──────── Material supplied ────────
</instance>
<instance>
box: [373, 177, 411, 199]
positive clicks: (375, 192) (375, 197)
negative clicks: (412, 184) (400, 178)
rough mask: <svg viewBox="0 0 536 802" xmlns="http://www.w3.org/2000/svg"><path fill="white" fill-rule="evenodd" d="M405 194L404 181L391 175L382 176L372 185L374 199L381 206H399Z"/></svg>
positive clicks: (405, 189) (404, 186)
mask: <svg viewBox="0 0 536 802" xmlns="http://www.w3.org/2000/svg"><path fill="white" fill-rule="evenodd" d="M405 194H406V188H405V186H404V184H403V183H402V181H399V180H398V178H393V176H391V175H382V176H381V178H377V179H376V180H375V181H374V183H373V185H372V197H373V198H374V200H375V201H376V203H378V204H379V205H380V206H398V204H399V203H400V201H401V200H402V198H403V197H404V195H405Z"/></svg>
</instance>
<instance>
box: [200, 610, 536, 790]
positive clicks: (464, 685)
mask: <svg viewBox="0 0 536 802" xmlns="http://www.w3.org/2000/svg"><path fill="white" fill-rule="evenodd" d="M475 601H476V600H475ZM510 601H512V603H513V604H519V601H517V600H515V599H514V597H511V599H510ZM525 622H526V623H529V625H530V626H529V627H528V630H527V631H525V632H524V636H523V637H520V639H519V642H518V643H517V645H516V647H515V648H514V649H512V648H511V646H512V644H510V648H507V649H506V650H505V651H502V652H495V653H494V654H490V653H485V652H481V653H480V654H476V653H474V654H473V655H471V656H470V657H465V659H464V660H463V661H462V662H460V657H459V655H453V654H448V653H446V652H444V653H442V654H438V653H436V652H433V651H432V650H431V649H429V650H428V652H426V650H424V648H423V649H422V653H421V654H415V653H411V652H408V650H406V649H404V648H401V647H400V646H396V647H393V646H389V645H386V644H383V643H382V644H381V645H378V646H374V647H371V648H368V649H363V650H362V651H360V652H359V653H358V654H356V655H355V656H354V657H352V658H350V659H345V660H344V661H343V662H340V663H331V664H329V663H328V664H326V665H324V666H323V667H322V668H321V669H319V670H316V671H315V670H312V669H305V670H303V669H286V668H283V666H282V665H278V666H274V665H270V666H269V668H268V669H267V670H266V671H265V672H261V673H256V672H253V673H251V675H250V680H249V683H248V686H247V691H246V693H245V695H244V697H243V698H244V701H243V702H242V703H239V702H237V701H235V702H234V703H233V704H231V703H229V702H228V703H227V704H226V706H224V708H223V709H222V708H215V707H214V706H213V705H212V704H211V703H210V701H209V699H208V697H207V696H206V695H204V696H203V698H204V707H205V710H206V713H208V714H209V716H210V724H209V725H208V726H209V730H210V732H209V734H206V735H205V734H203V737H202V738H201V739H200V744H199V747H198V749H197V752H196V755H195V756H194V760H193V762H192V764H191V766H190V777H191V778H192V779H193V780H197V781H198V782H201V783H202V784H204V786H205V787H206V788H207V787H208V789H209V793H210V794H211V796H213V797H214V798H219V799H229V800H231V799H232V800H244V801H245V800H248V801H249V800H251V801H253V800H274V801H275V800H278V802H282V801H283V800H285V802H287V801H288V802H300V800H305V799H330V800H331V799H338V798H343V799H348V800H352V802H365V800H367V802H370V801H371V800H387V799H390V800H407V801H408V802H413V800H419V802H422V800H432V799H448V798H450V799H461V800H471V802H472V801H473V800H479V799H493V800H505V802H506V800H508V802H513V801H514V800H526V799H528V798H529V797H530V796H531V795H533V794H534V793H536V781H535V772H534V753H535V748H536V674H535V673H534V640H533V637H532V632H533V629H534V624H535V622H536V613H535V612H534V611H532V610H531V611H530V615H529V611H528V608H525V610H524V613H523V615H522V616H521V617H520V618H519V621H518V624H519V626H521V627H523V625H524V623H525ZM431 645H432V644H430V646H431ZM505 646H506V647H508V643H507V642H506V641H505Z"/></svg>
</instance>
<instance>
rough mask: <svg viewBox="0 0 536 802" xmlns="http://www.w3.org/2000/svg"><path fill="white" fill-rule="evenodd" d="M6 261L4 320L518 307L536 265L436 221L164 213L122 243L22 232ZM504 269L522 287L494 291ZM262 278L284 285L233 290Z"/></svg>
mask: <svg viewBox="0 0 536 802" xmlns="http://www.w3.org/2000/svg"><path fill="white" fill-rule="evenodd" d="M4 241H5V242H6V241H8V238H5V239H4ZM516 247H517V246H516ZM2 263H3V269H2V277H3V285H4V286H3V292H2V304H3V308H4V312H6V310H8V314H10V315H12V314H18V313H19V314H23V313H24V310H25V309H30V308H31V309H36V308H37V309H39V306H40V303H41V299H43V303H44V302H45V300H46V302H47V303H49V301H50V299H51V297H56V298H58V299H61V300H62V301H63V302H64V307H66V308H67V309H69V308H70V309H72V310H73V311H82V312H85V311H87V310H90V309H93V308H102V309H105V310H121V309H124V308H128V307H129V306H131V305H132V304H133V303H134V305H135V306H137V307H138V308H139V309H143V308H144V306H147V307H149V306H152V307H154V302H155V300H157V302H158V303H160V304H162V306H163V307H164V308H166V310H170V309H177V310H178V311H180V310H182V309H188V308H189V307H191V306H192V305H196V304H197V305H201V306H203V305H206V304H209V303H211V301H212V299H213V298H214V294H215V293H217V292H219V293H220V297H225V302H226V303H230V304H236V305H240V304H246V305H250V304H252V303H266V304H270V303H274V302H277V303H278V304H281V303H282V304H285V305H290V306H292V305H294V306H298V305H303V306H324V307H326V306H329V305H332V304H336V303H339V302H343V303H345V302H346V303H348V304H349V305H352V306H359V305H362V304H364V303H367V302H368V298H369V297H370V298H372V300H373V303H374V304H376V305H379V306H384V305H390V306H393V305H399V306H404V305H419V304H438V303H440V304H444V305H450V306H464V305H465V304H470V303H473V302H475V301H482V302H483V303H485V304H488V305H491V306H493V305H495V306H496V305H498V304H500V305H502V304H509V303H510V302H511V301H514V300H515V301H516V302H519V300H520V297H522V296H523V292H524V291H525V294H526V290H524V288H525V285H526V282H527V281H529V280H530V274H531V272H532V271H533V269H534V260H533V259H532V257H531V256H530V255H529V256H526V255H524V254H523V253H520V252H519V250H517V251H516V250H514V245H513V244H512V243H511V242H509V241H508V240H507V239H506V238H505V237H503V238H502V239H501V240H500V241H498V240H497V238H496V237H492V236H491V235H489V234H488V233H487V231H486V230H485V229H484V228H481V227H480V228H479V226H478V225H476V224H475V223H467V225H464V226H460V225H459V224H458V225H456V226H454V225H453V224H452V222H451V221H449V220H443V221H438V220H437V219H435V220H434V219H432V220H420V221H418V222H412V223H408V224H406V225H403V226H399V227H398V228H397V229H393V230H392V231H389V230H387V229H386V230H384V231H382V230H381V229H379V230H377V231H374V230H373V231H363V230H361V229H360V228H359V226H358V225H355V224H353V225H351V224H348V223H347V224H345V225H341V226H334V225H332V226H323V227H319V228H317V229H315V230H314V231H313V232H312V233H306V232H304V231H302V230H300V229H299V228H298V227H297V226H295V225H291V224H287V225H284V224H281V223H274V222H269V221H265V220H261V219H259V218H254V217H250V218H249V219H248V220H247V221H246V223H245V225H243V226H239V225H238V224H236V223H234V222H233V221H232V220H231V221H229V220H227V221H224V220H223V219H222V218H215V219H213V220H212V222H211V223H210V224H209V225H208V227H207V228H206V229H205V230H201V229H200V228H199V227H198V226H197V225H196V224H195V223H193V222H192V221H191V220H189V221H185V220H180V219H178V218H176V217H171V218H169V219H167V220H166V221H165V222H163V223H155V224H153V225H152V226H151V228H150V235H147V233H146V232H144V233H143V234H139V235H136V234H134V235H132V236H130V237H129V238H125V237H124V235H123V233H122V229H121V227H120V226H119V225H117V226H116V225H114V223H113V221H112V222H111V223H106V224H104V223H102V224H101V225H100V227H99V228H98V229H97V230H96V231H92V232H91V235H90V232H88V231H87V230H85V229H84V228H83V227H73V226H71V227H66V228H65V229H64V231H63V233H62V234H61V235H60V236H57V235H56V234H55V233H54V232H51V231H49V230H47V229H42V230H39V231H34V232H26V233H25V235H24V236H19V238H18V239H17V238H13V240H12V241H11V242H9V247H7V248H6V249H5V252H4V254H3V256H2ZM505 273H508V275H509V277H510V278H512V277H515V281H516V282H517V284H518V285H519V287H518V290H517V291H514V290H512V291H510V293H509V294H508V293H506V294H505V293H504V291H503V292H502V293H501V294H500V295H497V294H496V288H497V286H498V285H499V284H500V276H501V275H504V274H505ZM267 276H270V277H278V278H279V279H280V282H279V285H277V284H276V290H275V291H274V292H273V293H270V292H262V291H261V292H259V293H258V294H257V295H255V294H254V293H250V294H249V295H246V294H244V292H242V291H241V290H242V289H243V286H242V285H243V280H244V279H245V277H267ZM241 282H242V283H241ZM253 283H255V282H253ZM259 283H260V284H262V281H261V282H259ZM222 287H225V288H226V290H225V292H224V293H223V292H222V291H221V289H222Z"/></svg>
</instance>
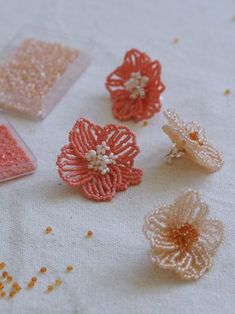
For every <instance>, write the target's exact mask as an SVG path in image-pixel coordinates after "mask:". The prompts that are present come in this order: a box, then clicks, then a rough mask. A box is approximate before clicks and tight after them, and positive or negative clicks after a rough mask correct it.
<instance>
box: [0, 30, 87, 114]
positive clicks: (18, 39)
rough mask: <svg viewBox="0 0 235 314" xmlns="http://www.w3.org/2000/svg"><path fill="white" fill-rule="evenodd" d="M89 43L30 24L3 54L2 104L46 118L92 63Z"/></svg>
mask: <svg viewBox="0 0 235 314" xmlns="http://www.w3.org/2000/svg"><path fill="white" fill-rule="evenodd" d="M88 46H89V43H88V42H87V41H84V40H82V39H81V43H80V46H79V47H78V48H71V46H70V44H69V43H68V37H66V36H65V35H62V34H60V33H58V32H53V33H52V32H48V31H45V30H43V29H41V28H37V27H34V26H28V27H25V28H23V29H22V31H21V32H20V33H19V34H18V35H17V36H15V37H14V38H13V40H12V41H11V42H10V43H9V44H8V45H7V47H6V48H5V49H4V50H3V51H2V53H1V54H0V108H1V109H4V110H7V111H14V112H18V113H21V114H24V115H26V116H28V117H31V118H35V119H43V118H45V117H46V116H47V114H48V113H49V112H50V111H51V110H52V109H53V107H54V106H55V105H56V103H57V102H59V101H60V99H61V98H62V97H63V96H64V95H65V93H66V92H67V91H68V90H69V88H70V87H71V86H72V85H73V83H74V82H75V81H76V80H77V79H78V77H79V76H80V75H81V73H82V72H83V71H84V70H85V69H86V67H87V65H88V64H89V60H90V58H89V55H88V53H87V50H88Z"/></svg>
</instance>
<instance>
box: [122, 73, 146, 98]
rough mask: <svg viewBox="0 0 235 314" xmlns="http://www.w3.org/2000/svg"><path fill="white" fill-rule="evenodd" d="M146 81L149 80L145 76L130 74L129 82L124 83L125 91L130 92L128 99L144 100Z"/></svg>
mask: <svg viewBox="0 0 235 314" xmlns="http://www.w3.org/2000/svg"><path fill="white" fill-rule="evenodd" d="M148 81H149V78H148V77H147V76H141V74H140V72H133V73H131V75H130V78H129V80H128V81H126V82H125V83H124V87H125V89H126V90H127V91H129V92H130V98H131V99H137V98H138V97H141V98H144V97H145V86H146V85H147V83H148Z"/></svg>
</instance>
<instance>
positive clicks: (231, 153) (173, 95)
mask: <svg viewBox="0 0 235 314" xmlns="http://www.w3.org/2000/svg"><path fill="white" fill-rule="evenodd" d="M0 4H1V6H0V7H1V9H0V21H1V22H0V23H1V30H0V34H1V36H0V45H1V47H3V46H4V45H5V44H6V43H7V42H8V41H9V40H10V39H11V37H12V36H13V35H14V34H15V33H16V32H18V31H19V29H20V28H21V27H22V26H23V25H24V24H27V23H33V24H39V25H42V26H49V27H52V28H54V29H55V28H56V29H58V30H62V31H64V32H68V33H69V34H70V36H73V37H74V38H75V39H78V38H77V35H79V34H81V35H82V36H83V37H87V38H93V40H94V41H95V49H94V51H93V52H92V64H91V65H90V67H89V68H88V69H87V71H86V72H85V73H84V75H83V76H82V77H81V78H80V79H79V80H78V81H77V82H76V84H75V85H74V86H73V87H72V89H70V91H69V92H68V93H67V94H66V96H65V97H64V98H63V100H62V101H61V102H60V103H59V104H58V105H57V106H56V107H55V109H54V110H53V111H52V112H51V114H50V115H49V116H48V117H47V118H46V119H45V120H44V121H41V122H34V121H30V120H27V119H24V118H21V117H17V116H15V115H12V114H10V113H8V114H6V115H5V116H6V117H7V118H8V119H9V120H10V121H11V122H12V123H13V125H14V126H15V128H16V129H17V131H18V132H19V133H20V135H21V136H22V137H23V139H24V140H25V142H26V143H27V144H28V146H29V147H30V148H31V149H32V151H33V152H34V154H35V155H36V156H37V159H38V170H37V172H36V173H35V174H34V175H30V176H27V177H24V178H20V179H17V180H13V181H9V182H5V183H2V184H1V185H0V202H1V203H0V204H1V219H0V230H1V234H0V247H1V253H0V260H2V261H4V262H6V263H7V265H8V270H9V272H10V273H11V274H12V275H13V276H14V279H15V280H17V281H18V282H20V283H21V284H22V286H23V287H24V289H22V291H21V293H20V294H19V295H17V296H16V297H15V298H14V299H13V300H0V313H3V314H8V313H14V314H15V313H16V314H28V313H30V314H31V313H35V314H41V313H43V314H47V313H48V314H49V313H53V314H54V313H55V314H57V313H58V314H60V313H61V314H62V313H63V314H64V313H66V314H70V313H74V314H75V313H78V314H82V313H85V314H100V313H102V314H108V313H112V314H119V313H120V314H155V313H161V314H165V313H179V314H180V313H191V314H198V313H200V314H204V313H206V314H212V313H217V314H220V313H226V314H230V313H231V314H232V313H234V308H235V297H234V294H235V231H234V230H235V228H234V226H235V171H234V170H235V169H234V164H235V146H234V137H235V106H234V105H235V85H234V82H235V53H234V51H235V22H233V21H232V20H231V18H232V16H233V15H235V2H234V0H223V1H220V0H213V1H212V0H198V1H188V0H181V1H180V0H177V1H170V0H164V1H161V0H149V1H141V0H135V1H130V0H113V1H109V0H102V1H96V0H93V1H77V0H70V1H68V0H67V1H66V0H60V1H58V0H45V1H32V0H21V1H16V0H7V1H3V0H1V1H0ZM174 38H179V42H178V43H177V44H172V40H173V39H174ZM131 48H138V49H140V50H142V51H145V52H147V53H148V54H149V55H150V56H151V57H152V58H153V59H158V60H160V62H161V63H162V69H163V72H162V80H163V82H164V83H165V85H166V87H167V89H166V91H165V92H164V94H163V105H164V108H165V109H167V108H172V109H174V110H176V111H177V112H178V113H179V114H180V116H181V117H182V118H183V119H184V120H185V121H190V120H196V121H198V122H199V123H200V124H201V125H203V126H204V127H205V128H206V129H207V130H208V133H209V137H210V139H211V141H212V142H213V143H215V144H216V146H217V147H218V148H219V149H220V150H221V151H223V152H224V157H225V164H224V166H223V168H222V169H221V170H220V171H219V172H217V173H214V174H211V175H207V174H205V172H204V171H203V170H202V169H201V168H199V167H197V166H196V165H195V164H193V163H192V162H190V161H188V160H187V159H183V160H177V161H176V162H175V163H174V164H173V165H172V166H169V165H166V164H165V163H164V155H165V154H166V153H167V152H168V150H169V148H170V141H169V139H168V138H167V136H166V135H165V134H164V133H163V132H162V131H161V127H162V124H163V122H164V119H163V114H162V112H161V113H160V114H158V115H156V116H155V117H154V118H153V119H151V120H150V121H149V124H148V126H146V127H142V124H141V123H138V124H135V123H134V122H127V123H126V125H127V126H129V127H130V129H131V130H133V131H134V132H136V135H137V140H138V144H139V146H140V148H141V154H140V155H139V156H138V157H137V158H136V166H137V167H140V168H142V169H143V172H144V176H143V181H142V183H141V184H140V185H139V186H136V187H130V188H129V189H128V190H127V191H126V192H121V193H118V194H117V195H116V196H115V198H114V199H113V200H112V201H111V202H105V203H96V202H93V201H90V200H87V199H85V198H84V197H83V196H82V195H81V194H79V193H78V192H77V191H76V189H71V188H70V187H68V186H67V185H66V184H65V183H64V182H62V181H61V180H60V178H59V176H58V173H57V169H56V165H55V160H56V156H57V154H58V153H59V151H60V148H61V147H62V146H63V145H64V144H66V143H67V140H68V138H67V137H68V131H69V130H70V129H71V127H72V126H73V124H74V123H75V120H76V119H77V118H79V117H85V118H88V119H90V120H91V121H93V122H95V123H97V124H101V125H105V124H107V123H117V124H121V123H120V122H119V121H117V120H115V119H114V118H113V116H112V113H111V101H110V98H109V95H108V93H107V91H106V89H105V87H104V82H105V78H106V76H107V75H108V74H109V73H110V72H111V71H112V70H113V69H114V68H115V67H116V66H118V65H119V64H121V62H122V58H123V56H124V53H125V52H126V51H127V50H128V49H131ZM226 88H229V89H231V95H228V96H224V95H223V92H224V90H225V89H226ZM186 188H194V189H198V190H199V191H200V192H201V194H202V198H203V200H204V201H206V202H207V203H208V205H209V206H210V208H211V212H210V214H211V216H216V217H218V218H219V219H221V220H222V221H223V222H224V224H225V239H224V242H223V244H222V246H221V247H220V248H219V250H218V254H217V255H216V257H215V258H214V266H213V268H212V270H211V271H210V272H209V273H208V274H206V275H205V276H204V277H203V278H201V279H200V280H199V281H197V282H190V283H185V282H182V281H180V280H178V279H176V278H175V277H174V276H173V275H172V274H170V273H168V272H164V271H161V270H159V269H157V268H156V267H154V266H153V265H152V264H151V262H150V260H149V257H148V251H149V243H148V242H147V241H146V240H145V238H144V236H143V234H142V232H141V228H142V225H143V222H144V216H145V215H146V214H147V213H148V212H149V211H152V210H153V209H154V208H155V207H157V206H159V205H161V204H163V203H169V202H171V201H173V200H174V198H175V197H177V196H178V195H179V193H181V192H182V191H184V190H185V189H186ZM48 225H51V226H52V227H53V233H52V234H50V235H45V234H44V233H43V231H44V229H45V228H46V226H48ZM89 229H90V230H92V231H93V232H94V236H93V237H92V238H91V239H86V238H85V236H84V235H85V232H86V231H87V230H89ZM68 264H72V265H74V271H73V272H72V273H70V274H66V273H65V272H64V270H65V267H66V265H68ZM43 265H45V266H46V267H47V268H48V272H47V274H45V275H39V274H37V271H38V269H39V268H40V267H41V266H43ZM33 275H37V276H38V283H37V284H36V286H35V288H34V289H32V290H31V291H28V290H27V289H25V286H26V284H27V281H28V280H29V279H30V278H31V277H32V276H33ZM56 278H61V279H62V282H63V283H62V285H61V286H60V287H59V288H58V289H56V291H54V292H52V293H51V294H46V293H45V292H44V291H45V289H46V287H47V285H48V284H50V283H52V282H53V281H54V280H55V279H56Z"/></svg>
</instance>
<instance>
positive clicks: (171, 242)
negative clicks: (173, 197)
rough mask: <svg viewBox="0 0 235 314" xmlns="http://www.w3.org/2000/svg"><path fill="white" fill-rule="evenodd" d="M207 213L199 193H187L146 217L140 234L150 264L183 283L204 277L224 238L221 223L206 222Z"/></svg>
mask: <svg viewBox="0 0 235 314" xmlns="http://www.w3.org/2000/svg"><path fill="white" fill-rule="evenodd" d="M207 213H208V207H207V205H206V204H205V203H202V202H201V200H200V198H199V194H198V192H196V191H193V190H187V191H186V192H184V193H183V194H182V195H181V196H180V197H179V198H178V199H177V200H176V201H175V202H174V203H173V204H171V205H164V206H162V207H160V208H157V209H156V211H155V212H153V213H151V214H149V215H148V216H147V217H146V219H145V224H144V226H143V232H144V234H145V236H146V238H147V239H148V240H149V241H150V246H151V259H152V261H153V262H154V263H156V264H157V265H158V266H159V267H160V268H163V269H166V270H172V271H174V272H175V273H177V274H178V275H179V276H180V277H181V278H182V279H185V280H196V279H198V278H200V277H201V276H202V275H204V274H205V272H206V271H208V270H209V269H210V268H211V266H212V258H213V256H214V255H215V253H216V251H217V249H218V247H219V245H220V243H221V242H222V239H223V224H222V223H221V222H220V221H219V220H217V219H207V218H206V215H207Z"/></svg>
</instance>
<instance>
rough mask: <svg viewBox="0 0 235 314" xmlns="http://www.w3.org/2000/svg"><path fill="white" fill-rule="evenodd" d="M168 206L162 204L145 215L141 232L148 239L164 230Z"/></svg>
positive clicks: (167, 213)
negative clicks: (142, 229) (153, 209)
mask: <svg viewBox="0 0 235 314" xmlns="http://www.w3.org/2000/svg"><path fill="white" fill-rule="evenodd" d="M169 209H170V208H169V207H168V206H162V207H159V208H157V209H156V210H155V211H154V212H153V213H150V214H149V215H147V216H146V217H145V223H144V226H143V233H144V234H145V236H146V238H147V239H148V240H150V239H151V238H152V237H153V236H154V235H155V234H157V233H160V232H162V231H164V229H166V228H167V226H168V216H169Z"/></svg>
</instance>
────────
#### [Exercise objective]
Among the records above, a stretch begins at the line containing "positive clicks: (375, 192) (375, 197)" and ends at the line containing "194L404 181L391 175L382". Restate that stretch word for word, and nothing else.

#### [Reply]
positive clicks: (375, 192) (375, 197)
negative clicks: (412, 184) (400, 178)
rough mask: <svg viewBox="0 0 536 802" xmlns="http://www.w3.org/2000/svg"><path fill="white" fill-rule="evenodd" d="M405 194L404 181L391 175L382 176L372 185L374 199L381 206H399Z"/></svg>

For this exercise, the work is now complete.